◆ EXTRACTED TEXT ◆
+++++

The national media’s latest hit job on DeSantis and Florida – The Conservative Institute.
Trump’s Return and Biden’s Folly
It’s nice when you sit down to write, and a story drops right as you’re getting ready that gives you a great topic. The story is this, it comes from Fox News and Bret Baier. Senator Minority Leader Mitch McConnell was interviewed by Baier and one of the topics was 2024. The exchange that came out:
After Mitch McConnell said a number of senators are likely to run in 2024, BretBaier asked what he would do if Trump was the nominee.
Baier: “If the President was the party’s nominee [in 2024], would you support him?”
McConnell: “The nominee of the party? Absolutely.”
McConnell’s statement kicked off predictable outcry on certain parts of the right, particularly the segment opposed to Trump. Allahpundit of HotAir said, “The McConnell view: Coup attempts are bad, but certainly not disqualifying for the highest office in the land.” Stephen Hayes added, “Really bad day for sane conservatism. Today, Mitch McConnell said he’d support Trump as the GOP nominee in 2024. Two weeks ago, McConnell blamed Trump for the Capitol assault. And Chip Roy condemned Liz Cheney for saying what she’s said all along – and what he said last month.”

+++++

◆ AVAILABLE DATA ◆

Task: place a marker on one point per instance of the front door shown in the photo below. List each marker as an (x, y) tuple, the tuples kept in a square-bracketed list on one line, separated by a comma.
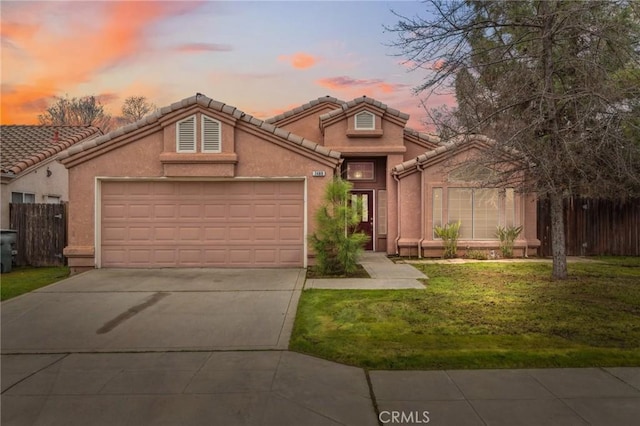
[(366, 215)]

+++++

In the piece about Mitch McConnell's interview, what did he answer when asked whether he would support Trump as the party's 2024 nominee?

◆ SOLUTION BELOW ◆
"The nominee of the party? Absolutely."